Give as output the line that contains "If you could mark the lamp", followed by every remaining line of the entries, unchanged and with nothing added.

_Available records_
--
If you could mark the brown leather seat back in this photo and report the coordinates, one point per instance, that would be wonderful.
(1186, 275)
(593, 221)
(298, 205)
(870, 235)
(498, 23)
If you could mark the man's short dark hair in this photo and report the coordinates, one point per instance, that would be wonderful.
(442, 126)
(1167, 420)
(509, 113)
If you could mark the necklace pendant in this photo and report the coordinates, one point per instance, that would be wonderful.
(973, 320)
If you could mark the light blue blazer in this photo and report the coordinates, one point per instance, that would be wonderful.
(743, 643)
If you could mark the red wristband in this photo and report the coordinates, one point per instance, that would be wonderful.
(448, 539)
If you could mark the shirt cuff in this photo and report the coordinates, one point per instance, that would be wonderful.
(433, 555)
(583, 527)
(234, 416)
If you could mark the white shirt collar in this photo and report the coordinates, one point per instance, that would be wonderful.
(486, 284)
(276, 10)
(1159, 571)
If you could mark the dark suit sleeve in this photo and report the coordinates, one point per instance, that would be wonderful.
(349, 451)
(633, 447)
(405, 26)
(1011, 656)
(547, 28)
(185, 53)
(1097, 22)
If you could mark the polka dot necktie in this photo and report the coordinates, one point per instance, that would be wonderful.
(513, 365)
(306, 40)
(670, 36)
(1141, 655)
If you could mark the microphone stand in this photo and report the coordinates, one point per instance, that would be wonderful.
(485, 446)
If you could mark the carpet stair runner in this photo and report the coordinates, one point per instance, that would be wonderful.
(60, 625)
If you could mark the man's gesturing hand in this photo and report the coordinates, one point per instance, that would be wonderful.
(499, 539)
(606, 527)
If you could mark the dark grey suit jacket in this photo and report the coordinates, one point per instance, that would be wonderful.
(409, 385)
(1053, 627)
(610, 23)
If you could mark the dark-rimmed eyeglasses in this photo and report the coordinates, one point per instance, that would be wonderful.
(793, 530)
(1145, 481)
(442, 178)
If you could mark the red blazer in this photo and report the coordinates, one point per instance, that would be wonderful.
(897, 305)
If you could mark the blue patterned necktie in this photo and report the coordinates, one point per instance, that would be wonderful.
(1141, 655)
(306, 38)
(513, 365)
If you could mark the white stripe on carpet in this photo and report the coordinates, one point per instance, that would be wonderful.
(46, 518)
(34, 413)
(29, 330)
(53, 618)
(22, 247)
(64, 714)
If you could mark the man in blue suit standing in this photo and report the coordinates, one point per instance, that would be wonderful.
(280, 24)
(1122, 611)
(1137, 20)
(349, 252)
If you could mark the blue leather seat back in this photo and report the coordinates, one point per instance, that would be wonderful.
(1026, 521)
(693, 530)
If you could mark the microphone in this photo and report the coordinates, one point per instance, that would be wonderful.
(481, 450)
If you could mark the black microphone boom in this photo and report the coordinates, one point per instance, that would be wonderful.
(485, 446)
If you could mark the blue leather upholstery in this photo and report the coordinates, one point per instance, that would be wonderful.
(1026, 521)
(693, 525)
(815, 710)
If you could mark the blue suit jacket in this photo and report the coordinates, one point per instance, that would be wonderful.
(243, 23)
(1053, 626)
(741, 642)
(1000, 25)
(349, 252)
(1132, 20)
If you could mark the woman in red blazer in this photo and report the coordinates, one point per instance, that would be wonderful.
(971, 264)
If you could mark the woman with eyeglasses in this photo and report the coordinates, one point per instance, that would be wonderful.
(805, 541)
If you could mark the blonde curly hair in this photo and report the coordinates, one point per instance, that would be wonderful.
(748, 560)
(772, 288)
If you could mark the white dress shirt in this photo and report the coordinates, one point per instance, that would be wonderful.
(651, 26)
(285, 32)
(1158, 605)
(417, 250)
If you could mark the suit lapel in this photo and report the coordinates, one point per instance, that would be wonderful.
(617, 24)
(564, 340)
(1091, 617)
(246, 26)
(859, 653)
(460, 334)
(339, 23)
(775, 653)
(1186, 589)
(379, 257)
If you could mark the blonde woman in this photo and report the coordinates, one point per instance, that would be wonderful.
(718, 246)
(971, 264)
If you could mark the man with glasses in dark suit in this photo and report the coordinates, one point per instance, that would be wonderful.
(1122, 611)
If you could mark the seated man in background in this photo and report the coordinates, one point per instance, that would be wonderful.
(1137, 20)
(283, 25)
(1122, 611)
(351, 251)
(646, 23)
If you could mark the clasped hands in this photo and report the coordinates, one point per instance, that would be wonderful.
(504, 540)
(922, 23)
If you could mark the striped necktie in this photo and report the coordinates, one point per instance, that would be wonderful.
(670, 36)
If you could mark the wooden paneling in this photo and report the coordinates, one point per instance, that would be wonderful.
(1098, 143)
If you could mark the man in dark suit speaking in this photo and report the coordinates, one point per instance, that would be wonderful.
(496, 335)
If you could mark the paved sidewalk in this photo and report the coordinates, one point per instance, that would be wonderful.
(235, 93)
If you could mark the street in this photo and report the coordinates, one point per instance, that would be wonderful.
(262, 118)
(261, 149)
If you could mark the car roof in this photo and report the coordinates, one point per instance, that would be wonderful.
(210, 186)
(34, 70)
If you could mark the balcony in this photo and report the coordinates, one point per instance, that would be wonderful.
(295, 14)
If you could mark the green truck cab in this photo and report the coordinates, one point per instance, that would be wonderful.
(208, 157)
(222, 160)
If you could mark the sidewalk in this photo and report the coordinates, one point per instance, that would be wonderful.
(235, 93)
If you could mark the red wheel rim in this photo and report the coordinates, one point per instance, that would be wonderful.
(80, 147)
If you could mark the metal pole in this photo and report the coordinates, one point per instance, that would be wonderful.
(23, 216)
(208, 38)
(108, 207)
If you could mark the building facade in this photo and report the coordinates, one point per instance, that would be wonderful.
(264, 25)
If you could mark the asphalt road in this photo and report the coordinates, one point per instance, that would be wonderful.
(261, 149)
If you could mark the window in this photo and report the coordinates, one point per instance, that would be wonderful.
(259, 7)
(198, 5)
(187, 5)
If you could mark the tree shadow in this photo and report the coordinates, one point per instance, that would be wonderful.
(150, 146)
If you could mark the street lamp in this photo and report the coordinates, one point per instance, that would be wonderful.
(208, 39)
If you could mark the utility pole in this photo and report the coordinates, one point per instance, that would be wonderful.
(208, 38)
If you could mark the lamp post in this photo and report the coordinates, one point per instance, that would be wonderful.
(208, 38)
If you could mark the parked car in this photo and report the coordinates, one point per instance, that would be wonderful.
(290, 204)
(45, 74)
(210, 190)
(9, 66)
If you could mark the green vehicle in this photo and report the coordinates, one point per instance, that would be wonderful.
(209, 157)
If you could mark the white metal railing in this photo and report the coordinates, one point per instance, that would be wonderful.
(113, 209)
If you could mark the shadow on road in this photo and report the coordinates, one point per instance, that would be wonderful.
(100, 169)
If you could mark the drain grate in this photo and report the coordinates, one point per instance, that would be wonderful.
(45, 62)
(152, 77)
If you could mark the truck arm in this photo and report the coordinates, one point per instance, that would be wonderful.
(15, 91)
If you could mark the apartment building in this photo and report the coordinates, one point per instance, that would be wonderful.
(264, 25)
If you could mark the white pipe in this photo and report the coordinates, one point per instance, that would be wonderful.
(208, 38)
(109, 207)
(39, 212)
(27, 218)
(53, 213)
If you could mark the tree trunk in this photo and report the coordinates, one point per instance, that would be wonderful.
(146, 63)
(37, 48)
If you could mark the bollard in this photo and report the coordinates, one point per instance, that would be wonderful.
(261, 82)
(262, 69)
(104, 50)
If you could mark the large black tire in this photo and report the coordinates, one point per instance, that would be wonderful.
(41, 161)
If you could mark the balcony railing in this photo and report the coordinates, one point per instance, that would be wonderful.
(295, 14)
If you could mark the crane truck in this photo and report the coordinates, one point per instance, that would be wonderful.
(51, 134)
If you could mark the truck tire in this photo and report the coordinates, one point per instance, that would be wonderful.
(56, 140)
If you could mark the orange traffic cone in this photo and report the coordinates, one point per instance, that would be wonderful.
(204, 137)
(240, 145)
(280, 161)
--
_Solution for this exercise_
If you could mark the lamp post in this photo and report the coordinates, one point per instance, that would be wonderful.
(208, 38)
If you could mark the parked car in this photo and report the coordinates, one point per instance, that would be wonderful.
(290, 204)
(45, 74)
(210, 190)
(9, 66)
If you could mark the green vehicle in this photo and report the coordinates, one point per instance, that would be wonderful.
(209, 157)
If you could mark the white metal railing in this photo and report the coordinates, one point per instance, that would be wonderful.
(113, 209)
If you could mark the shadow on road in this photo and report the coordinates, one point per instance, that would be wonderful.
(100, 169)
If you could mark the drain grate in this photo and report the coordinates, one point per instance, that would be wonderful.
(45, 62)
(152, 77)
If you could mark the truck arm in this photo and report the coordinates, one point per instance, that would be wonderful.
(15, 91)
If you could mark the apartment building in this photo and report the coordinates, one point per instance, that would be wonderful.
(264, 25)
If you could mark the white pipe in this photo and report the coordinates, one point per instance, that would be wonderful.
(208, 38)
(109, 207)
(39, 212)
(27, 218)
(53, 213)
If you could mark the tree trunk in this photo and report the coordinates, one point per instance, that would be wonderful.
(146, 63)
(37, 48)
If you could mark the bollard in this photo and report the coordinates, one point per instance, that would be wonderful.
(261, 82)
(262, 69)
(104, 50)
If you could mark the large black tire in this photo and report the coordinates, one point per instance, that would be wonderful.
(41, 161)
If you could mark the balcony railing in this photo and report the coordinates, one point per instance, that would be wonderful.
(295, 14)
If you could mark the crane truck in this photo and report the coordinates, one point per instance, that would be wonderful.
(51, 134)
If you could mark the truck tire in this photo and report the coordinates, one point per instance, that would be wonderful.
(56, 140)
If you could mark the orange traffic cone in this photo and report the coordinates, one point per instance, that would be wonderful.
(204, 137)
(240, 145)
(280, 161)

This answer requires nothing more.